### CONSIGNE A
Recopiez le passage de l'extrait qui commence par les mots « Ô trop aveugle » et se termine par « du Créateur ! », en remplaçant « animaux » par « bêtes ».

━━ EXTRAIT ━━

Votre pauvreté est ma richesse, Votre faiblesse est ma force, Vos abaissements font ma gloire, Vos souffrances font tout mon bien. Vos larmes sont à moi, Vos vagissements sont à moi, le froid qui Vous glace est à moi, l'indigence à laquelle Vous êtes réduit, est à moi. Vous êtes tout à moi, ô bon Jésus ; Vous êtes tout à moi, et c'est à mes intérêts que Vous êtes tout entier consacré. Cette gêne me dilate, cette indigence m'enrichit, ces vagissements causent mes joies, cette abjection de l'étable m'élève au comble de l'honneur. Que de confiance, que de gloire me procurent toutes ces misères ! Je dois beaucoup plus, Seigneur, à Vos souffrances par Lesquelles j'ai été racheté qu'à votre Toute Puissance, par Laquelle j'ai été créé. L'humilité de Vos abaissements m'impose la soumission avec plus de force que la miraculeuse division de la mer et que tous les autres prodiges opérés en Egypte.
Ô trop aveugle insensibilité ! Ô trop grossier aveuglement ! Ô ingratitude inouïe qu'un supplice non moins inouï devrait punir ! Approche, ô homme raisonnable, approche de cette Crèche, toi qui, par ton péché, es devenu semblable aux animaux (Ps. XLVIII, 21), plus insensible même que la brute ; viens, et au milieu de ces animaux, reconnais ton Créateur ; ne te montre pas plus vil, plus grossier qu'eux. Le Pain des Anges t'est présenté dans cette Crèche, afin que tu te rappelles l'abaissement de ta condition présente et la gloire de ton ancienne dignité. Ô Clémence infinie du Créateur !

━━━
━━ DONNÉES À TRAITER ━━

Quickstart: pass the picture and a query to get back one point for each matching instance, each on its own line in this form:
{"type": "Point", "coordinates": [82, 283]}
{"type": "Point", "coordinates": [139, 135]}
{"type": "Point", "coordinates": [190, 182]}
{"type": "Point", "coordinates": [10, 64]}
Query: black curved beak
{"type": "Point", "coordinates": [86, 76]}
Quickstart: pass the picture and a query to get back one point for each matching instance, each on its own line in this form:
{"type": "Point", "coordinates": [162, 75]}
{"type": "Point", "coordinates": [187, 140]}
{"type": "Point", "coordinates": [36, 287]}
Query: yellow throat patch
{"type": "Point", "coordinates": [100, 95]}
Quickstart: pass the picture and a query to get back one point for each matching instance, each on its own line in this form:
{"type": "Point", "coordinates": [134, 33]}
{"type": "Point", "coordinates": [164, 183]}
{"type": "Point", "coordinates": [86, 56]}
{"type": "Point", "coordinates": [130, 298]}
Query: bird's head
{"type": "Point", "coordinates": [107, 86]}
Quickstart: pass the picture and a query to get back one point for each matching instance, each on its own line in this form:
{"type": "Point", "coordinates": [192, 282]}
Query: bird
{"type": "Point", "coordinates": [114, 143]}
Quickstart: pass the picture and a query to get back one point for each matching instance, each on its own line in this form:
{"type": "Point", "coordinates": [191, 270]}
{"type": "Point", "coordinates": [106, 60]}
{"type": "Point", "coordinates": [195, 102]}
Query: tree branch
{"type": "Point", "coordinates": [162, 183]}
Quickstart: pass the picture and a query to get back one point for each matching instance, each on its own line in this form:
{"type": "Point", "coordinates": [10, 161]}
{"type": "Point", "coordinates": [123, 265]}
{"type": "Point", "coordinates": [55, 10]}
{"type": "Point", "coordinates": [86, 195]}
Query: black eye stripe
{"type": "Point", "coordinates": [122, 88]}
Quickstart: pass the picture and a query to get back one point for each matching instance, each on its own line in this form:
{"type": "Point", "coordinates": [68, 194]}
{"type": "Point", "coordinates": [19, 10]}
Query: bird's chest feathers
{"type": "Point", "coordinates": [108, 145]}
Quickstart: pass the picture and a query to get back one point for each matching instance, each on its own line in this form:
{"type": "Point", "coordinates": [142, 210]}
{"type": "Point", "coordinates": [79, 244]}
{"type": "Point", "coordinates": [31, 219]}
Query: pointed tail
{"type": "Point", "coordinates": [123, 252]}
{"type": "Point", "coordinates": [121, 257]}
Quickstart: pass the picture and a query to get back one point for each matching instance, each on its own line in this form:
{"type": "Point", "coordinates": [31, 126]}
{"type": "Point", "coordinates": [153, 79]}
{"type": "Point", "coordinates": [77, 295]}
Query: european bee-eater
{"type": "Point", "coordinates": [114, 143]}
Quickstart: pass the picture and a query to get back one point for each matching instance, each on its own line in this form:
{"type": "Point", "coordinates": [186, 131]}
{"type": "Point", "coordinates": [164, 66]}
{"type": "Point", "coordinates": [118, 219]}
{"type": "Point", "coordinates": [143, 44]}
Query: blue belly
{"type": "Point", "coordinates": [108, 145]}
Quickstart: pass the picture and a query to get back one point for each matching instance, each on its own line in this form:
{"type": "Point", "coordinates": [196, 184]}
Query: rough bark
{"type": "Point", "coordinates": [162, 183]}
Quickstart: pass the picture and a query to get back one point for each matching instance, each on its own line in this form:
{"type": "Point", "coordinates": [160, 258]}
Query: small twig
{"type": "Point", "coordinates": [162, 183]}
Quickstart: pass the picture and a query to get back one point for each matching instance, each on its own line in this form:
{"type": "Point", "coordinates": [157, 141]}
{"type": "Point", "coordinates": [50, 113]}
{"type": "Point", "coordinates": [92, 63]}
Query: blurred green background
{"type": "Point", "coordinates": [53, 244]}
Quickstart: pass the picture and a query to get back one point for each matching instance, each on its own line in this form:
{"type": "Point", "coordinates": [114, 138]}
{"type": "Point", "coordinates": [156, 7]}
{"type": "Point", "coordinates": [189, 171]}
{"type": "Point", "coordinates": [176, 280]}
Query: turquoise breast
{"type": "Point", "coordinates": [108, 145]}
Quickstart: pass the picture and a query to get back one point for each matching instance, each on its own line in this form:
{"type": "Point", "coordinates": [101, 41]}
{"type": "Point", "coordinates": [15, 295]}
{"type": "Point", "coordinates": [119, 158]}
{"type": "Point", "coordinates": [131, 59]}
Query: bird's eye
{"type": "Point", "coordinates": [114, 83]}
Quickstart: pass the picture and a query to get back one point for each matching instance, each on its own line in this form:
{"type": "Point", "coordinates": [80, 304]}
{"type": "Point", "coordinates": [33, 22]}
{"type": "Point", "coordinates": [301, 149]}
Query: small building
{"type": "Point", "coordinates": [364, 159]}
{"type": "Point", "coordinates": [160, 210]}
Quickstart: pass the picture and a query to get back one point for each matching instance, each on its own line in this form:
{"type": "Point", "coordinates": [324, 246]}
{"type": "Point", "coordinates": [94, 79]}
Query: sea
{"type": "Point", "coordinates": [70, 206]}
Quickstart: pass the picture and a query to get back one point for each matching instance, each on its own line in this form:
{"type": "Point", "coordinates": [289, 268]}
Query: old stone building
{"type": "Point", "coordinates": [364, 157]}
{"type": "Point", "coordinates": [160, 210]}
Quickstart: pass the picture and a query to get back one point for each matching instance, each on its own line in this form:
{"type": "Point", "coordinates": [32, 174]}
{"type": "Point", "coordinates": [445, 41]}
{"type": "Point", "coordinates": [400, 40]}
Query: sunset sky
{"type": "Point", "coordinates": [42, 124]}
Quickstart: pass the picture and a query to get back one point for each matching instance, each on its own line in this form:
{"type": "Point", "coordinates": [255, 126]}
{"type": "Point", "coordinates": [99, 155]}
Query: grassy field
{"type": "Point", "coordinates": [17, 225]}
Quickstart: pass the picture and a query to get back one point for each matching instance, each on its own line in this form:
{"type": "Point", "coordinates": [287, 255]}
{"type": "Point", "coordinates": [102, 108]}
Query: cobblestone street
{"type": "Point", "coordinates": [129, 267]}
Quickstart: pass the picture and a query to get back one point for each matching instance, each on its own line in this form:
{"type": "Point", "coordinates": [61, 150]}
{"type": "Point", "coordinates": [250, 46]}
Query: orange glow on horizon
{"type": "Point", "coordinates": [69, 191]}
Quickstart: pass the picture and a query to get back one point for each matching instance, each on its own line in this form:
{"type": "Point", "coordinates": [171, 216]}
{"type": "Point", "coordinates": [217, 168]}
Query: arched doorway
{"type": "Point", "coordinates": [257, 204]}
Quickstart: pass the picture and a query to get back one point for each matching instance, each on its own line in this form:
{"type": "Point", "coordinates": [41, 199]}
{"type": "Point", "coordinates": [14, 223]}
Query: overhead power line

━━━

### CONSIGNE B
Réécrivez sous forme de liste numérotée, s'il vous plaît, les lignes des données depuis la première jusqu'à celle qui contient « Query: black curved beak », les deux comprises, sans les lignes vides.

### RÉPONSE A
Ô trop aveugle insensibilité ! Ô trop grossier aveuglement ! Ô ingratitude inouïe qu'un supplice non moins inouï devrait punir ! Approche, ô homme raisonnable, approche de cette Crèche, toi qui, par ton péché, es devenu semblable aux bêtes (Ps. XLVIII, 21), plus insensible même que la brute ; viens, et au milieu de ces bêtes, reconnais ton Créateur ; ne te montre pas plus vil, plus grossier qu'eux. Le Pain des Anges t'est présenté dans cette Crèche, afin que tu te rappelles l'abaissement de ta condition présente et la gloire de ton ancienne dignité. Ô Clémence infinie du Créateur !

### RÉPONSE B
1. Quickstart: pass the picture and a query to get back one point for each matching instance, each on its own line in this form:
2. {"type": "Point", "coordinates": [82, 283]}
3. {"type": "Point", "coordinates": [139, 135]}
4. {"type": "Point", "coordinates": [190, 182]}
5. {"type": "Point", "coordinates": [10, 64]}
6. Query: black curved beak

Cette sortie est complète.